Summarize the forum thread below in two sentences.

#### [Text provided]
··········
Posted: Fri Aug 22, 2003 2:19 pm
by ericsodt
You call the sql statement before $qualifiers gets set... the database has no idea what $qualifiers is.

set the qualifiers before you call the query...

[quote="pachox"]
// Run The Query Without a Limit to get Total result
$SQL="SELECT COUNT(*) AS Total FROM medici where '$qualifiers'
";

$SQL_Result=mysql_db_query($db_name, $SQL);
$SQL_Result_Array=mysql_fetch_array($SQL_Result);
$Total=$SQL_Result_Array['Total'];

$qualifiers= '';
if(isset($_POST[cognome])){
$qualifiers = "cognome LIKE '%".$_POST['cognome']."%' or";
}
if(isset($_POST[regione])){
$qualifiers+=" regione LIKE '%".$_POST['regione']."%' or";
}
if(isset($_POST[specialita])){
$qualifiers+=" specialita LIKE '%".$_POST['specialita']."%' or";
}

Posted: Fri Aug 22, 2003 2:24 pm
by ericsodt
You also have to watch for when the user only enters in one value cause the statement ends in 'or' so your where clause will end with or and that wil throw back an error at you

Posted: Fri Aug 22, 2003 2:37 pm
by pachox
ericsodt wrote:You also have to watch for when the user only enters in one value cause the statement ends in 'or' so your where clause will end with or and that wil throw back an error at you

opppsss.

lost in space now....

code to explain pls

Posted: Fri Aug 22, 2003 3:38 pm
by pachox
solved like this:

// Create a new SELECT Query with the ORDER BY clause and without the COUNT(*)
$SQL="SELECT IDMedico, cognome, nome, email, telefono, regione, specialita, descrizione, picfile FROM medici WHERE cognome LIKE '%".$_POST['cognome']."%' and
specialita LIKE '%".$_POST['specialita']."%' and
regione LIKE '%".$_POST['regione']."%'
ORDER BY cognome";
··········
#### [Data supplied]
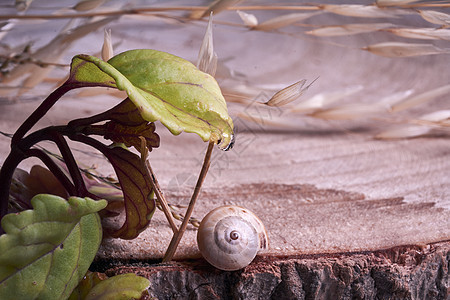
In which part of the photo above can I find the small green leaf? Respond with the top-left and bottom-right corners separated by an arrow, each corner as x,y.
85,273 -> 150,300
69,49 -> 234,149
0,194 -> 106,299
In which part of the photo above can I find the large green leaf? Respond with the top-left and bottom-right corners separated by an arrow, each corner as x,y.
85,273 -> 150,300
0,194 -> 106,300
69,49 -> 234,149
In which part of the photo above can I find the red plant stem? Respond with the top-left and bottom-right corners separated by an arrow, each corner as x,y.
163,142 -> 214,262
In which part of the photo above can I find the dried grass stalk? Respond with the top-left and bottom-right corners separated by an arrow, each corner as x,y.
3,17 -> 116,95
306,23 -> 393,36
253,12 -> 320,31
264,78 -> 317,106
290,85 -> 364,113
73,0 -> 105,11
190,0 -> 242,19
419,10 -> 450,26
236,10 -> 258,28
102,29 -> 114,61
392,84 -> 450,112
385,28 -> 450,41
320,4 -> 406,18
197,13 -> 217,76
362,42 -> 450,57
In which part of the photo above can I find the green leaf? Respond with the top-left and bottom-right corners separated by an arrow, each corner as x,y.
69,49 -> 234,150
85,273 -> 150,300
0,194 -> 106,299
68,271 -> 108,300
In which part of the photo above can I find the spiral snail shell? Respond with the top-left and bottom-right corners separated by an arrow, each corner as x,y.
197,205 -> 269,271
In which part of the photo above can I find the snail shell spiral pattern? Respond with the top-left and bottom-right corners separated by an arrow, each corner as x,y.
197,205 -> 269,271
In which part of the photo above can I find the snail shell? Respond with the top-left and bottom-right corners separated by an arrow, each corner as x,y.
197,205 -> 269,271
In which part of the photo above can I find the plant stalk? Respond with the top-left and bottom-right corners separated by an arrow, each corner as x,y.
163,141 -> 214,262
139,136 -> 178,234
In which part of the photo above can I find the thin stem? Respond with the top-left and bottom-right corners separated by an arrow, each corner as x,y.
11,83 -> 76,145
163,142 -> 214,262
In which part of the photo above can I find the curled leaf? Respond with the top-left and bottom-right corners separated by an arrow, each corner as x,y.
0,194 -> 106,299
311,103 -> 387,120
376,110 -> 450,139
68,50 -> 233,149
363,42 -> 450,57
85,273 -> 150,300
··········
#### [Solution]
ericsodt points out that pachox's code runs the SQL query before $qualifiers is set, and warns that the WHERE clause will end in "or" and throw an error if the user enters only one value. After asking for code to explain this, pachox posts a solution: a SELECT query on the medici table that matches cognome, specialita and regione with LIKE conditions joined by "and" and orders the results by cognome.